Feds release druglord Carlos Lehder, Pablo Escobar’s top smuggler


Druglord Pablo Escobar’s top smuggler — a wild and wily cocaine trafficker named Carlos “Crazy Charlie” Lehder — has been quietly released from prison in Florida and deported to witness protection in Germany, his lawyer announced this week.

Lehder — who has dual German-Colombian citizenship and got his start as a teenager selling pot by the hundreds of pounds in New York City — is now 70, and after serving 33 years in federal custody, is reportedly in poor health.

But in his heyday, he flew Colombian cocaine into the US by the ton from a Bahamian island he owned just 200 miles off the Florida coast, deploying a sneaky fleet of low-flying small planes and bribing local pols to look the other way.

And as a backstop, Lehder joined forces with no less than corrupt dictator Manuel Noriega to funnel still more cocaine and drug money through Panama.

Carlos Lehder
Carlos LehderSipa USA via AP

By the time he was captured in 1987, Lehder had revolutionized the previously inefficient, drug-mule method of smuggling and risen to the top of Escobar’s Medellin cartel.

The handsome ladies’ man and cold-blooded killer was responsible for four out of every five bags of cocaine that reached the US, prosecutors said at the time.

“He was to cocaine transportation what Henry Ford was to automobiles,” the US Attorney in Tampa who prosecuted Lehder, Robert Merkle, would tell jurors in his opening statement.

“He saw America as a decadent society. He saw cocaine as the wave of the future in the Unites States.”

Lehder was also linked to a wave of violence against Colombian judges, police and journalists — fueling a fear of reprisal assassinations that spread to the U.S. after his capture.

“He has said if he was caught, he would kill a [US] federal judge a week until he is freed,” Merkle was quoted warning in a Feb. 6, 1987, New York Post story detailing Lehder’s extradition, at age 37, via an armed helicopter to Florida.

Carlos Enrique Lehder Rivas, a former Colombian politician accused of heading a ring responsible for smuggling 74 percent of the Cocaine used in the U.S.
Carlos Enrique Lehder Rivas, a former Colombian politician accused of heading a ring responsible for smuggling 74% of the cocaine used in the U.S.Bettmann Archive

But the Colombia-born Lehder was as erratic as he was ruthless — a coke-addled Medellin cartel billionaire and self-proclaimed “Nazi” with a fascination for Adolf Hitler and a hair-trigger temper.

In Colombia, he owned a local newspaper and filled it with bizarre beliefs, including that Coca-Cola was “the only good thing about imperialism” and that Hitler was history’s “greatest warrior.”

MATERIAL PROVIDED >>

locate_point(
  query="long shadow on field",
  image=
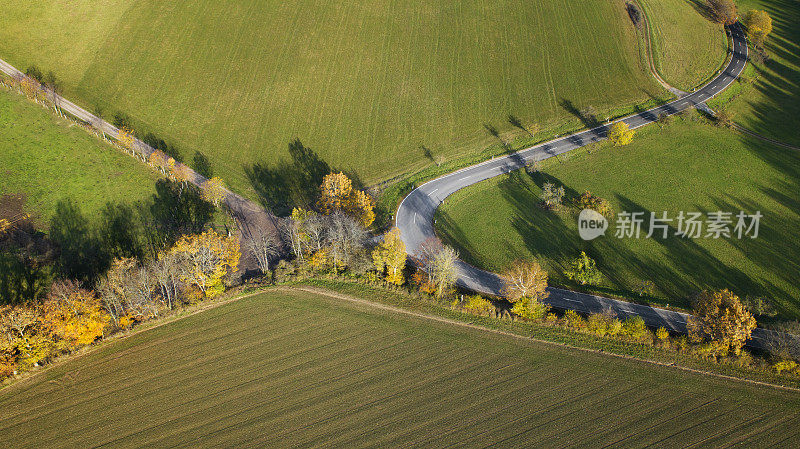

DIRECTIVE >>
According to the article about Carlos Lehder, what fueled the fear of reprisal assassinations that spread to the U.S. after his capture? Answer in one to three sentences.

EXPECTED OUTPUT >>
That fear was fueled by Lehder's link to a wave of violence against Colombian judges, police and journalists.